Locate every line in the data below that contains the string "apple" and copy each one out. Case counts.

[Dataset extracts with box labels]

■ ■ ■ ■

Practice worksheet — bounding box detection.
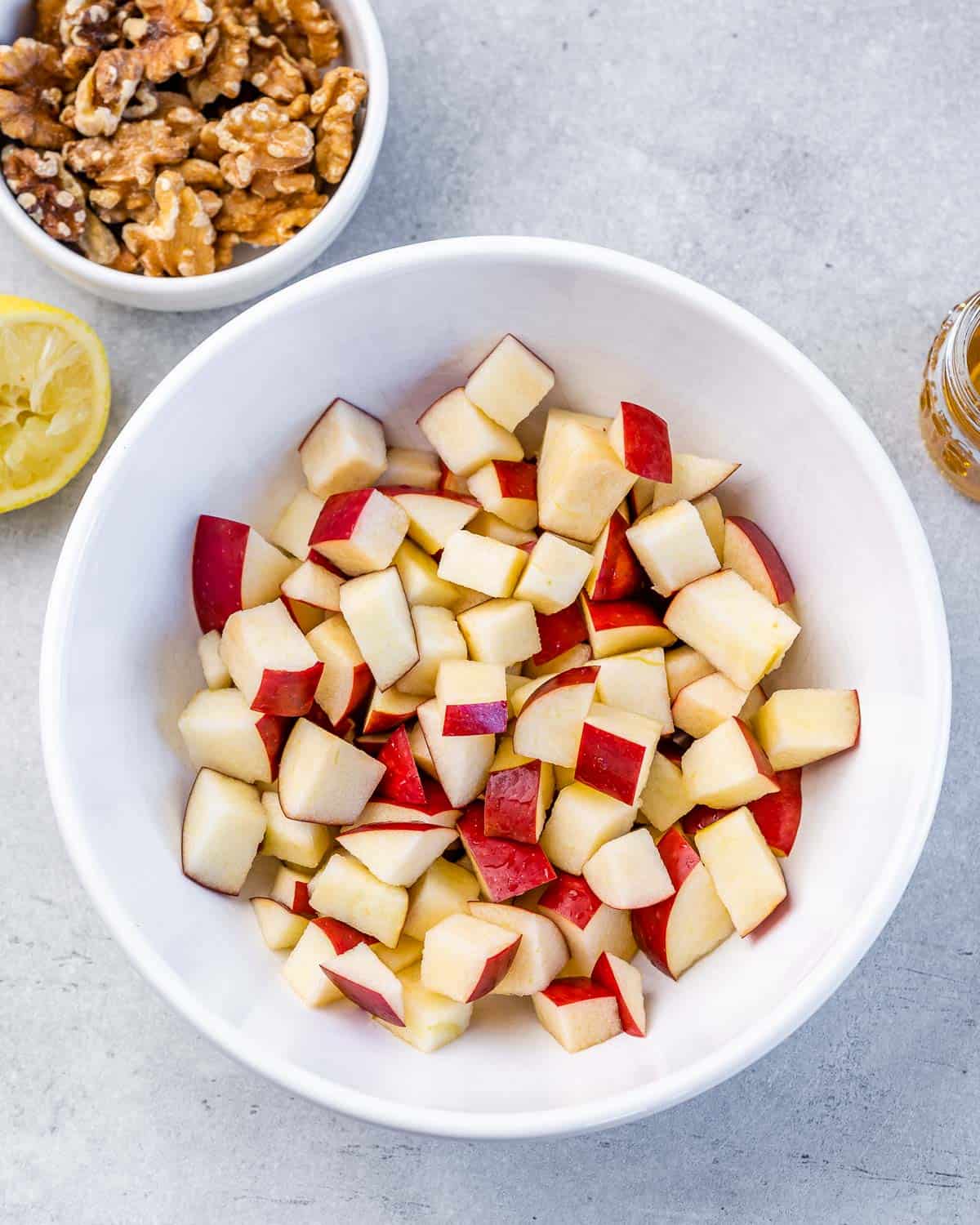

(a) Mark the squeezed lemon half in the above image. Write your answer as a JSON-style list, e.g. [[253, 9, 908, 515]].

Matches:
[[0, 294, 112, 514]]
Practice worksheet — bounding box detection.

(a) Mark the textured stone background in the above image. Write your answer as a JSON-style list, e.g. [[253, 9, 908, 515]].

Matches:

■ ■ ■ ■

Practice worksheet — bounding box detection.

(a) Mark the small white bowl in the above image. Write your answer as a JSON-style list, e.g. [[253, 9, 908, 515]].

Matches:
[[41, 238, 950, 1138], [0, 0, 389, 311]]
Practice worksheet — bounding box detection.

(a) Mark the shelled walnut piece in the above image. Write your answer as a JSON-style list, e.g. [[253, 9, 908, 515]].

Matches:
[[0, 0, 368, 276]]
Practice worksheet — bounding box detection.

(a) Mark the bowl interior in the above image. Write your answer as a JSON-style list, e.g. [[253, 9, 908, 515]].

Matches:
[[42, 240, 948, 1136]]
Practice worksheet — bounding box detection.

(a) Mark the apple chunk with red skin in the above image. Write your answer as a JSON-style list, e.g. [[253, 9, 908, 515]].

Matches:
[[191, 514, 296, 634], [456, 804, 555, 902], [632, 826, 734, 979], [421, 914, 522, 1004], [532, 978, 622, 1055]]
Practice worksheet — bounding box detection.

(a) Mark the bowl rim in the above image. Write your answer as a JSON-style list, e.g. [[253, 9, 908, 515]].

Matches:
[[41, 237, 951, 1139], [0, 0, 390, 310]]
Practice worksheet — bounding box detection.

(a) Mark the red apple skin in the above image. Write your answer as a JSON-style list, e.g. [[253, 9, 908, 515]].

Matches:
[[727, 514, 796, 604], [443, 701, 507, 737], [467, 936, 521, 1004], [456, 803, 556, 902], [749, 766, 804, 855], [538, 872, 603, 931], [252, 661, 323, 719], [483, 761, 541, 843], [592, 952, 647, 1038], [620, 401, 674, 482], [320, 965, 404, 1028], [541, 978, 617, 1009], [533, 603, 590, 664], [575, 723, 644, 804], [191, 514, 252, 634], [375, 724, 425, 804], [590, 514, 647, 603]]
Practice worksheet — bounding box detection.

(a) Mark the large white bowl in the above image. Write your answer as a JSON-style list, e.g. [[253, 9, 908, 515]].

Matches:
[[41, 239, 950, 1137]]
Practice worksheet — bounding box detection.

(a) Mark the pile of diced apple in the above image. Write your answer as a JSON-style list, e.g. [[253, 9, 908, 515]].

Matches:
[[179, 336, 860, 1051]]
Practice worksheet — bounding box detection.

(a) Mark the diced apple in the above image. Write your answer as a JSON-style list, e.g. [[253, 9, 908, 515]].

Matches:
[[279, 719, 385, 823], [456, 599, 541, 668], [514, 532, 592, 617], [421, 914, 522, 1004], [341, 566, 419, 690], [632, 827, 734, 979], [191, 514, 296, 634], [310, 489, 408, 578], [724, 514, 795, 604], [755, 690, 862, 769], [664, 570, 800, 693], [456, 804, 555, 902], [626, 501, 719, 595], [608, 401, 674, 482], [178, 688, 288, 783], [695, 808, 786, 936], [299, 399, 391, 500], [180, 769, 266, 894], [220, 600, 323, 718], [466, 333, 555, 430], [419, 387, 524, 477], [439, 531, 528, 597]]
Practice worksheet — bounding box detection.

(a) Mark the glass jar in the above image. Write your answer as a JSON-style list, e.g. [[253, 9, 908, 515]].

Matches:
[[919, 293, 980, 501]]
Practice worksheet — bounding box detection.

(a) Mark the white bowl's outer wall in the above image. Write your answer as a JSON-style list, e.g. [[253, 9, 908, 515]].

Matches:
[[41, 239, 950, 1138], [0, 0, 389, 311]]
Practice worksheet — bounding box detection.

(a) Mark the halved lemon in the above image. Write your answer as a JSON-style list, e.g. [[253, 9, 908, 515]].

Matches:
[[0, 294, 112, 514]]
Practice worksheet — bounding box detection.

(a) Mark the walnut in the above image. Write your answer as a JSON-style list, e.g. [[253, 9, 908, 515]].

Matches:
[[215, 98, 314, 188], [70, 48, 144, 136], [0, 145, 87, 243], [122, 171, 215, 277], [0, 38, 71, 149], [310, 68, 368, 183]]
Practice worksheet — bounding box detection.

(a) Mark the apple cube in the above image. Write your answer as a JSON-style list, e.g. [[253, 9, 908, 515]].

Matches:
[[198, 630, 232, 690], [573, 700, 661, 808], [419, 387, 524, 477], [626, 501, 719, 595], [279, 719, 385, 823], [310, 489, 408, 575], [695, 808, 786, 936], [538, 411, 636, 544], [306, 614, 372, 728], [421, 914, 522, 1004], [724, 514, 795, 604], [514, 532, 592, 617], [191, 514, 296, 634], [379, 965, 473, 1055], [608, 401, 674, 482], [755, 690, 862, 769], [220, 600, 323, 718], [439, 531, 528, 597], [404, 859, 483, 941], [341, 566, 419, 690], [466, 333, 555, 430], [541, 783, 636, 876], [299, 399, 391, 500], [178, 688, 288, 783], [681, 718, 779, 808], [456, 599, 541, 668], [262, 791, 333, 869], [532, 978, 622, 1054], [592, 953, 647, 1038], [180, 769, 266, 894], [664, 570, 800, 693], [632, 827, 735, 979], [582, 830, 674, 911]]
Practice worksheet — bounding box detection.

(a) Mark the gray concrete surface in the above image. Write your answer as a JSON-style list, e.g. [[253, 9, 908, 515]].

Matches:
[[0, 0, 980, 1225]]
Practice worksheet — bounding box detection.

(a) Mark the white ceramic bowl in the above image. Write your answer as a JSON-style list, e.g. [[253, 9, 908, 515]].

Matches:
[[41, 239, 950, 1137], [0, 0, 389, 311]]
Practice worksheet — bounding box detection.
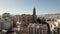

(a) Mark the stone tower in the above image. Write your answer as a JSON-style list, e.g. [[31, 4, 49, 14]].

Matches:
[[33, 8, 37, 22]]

■ ■ ■ ■

**Response to the exercise**
(a) Mark the apple chunk with red skin in the above image. Write your answer as a JSON-style list, e.g. [[253, 9, 908, 515]].
(a) Mark the red apple skin in the above image. Write your answer as a JSON-style list, e.g. [[253, 9, 908, 515]].
(a) Mark the pile of diced apple in the above image. Write your answer as a JSON-style list, e.g. [[253, 9, 908, 515]].
(a) Mark the diced apple in the above image. Write your answer as a JSON-style list, e.g. [[253, 9, 908, 515]].
(a) Mark the apple cube in the above image. Write your answer as a JSON-style list, e.g. [[253, 9, 908, 515]].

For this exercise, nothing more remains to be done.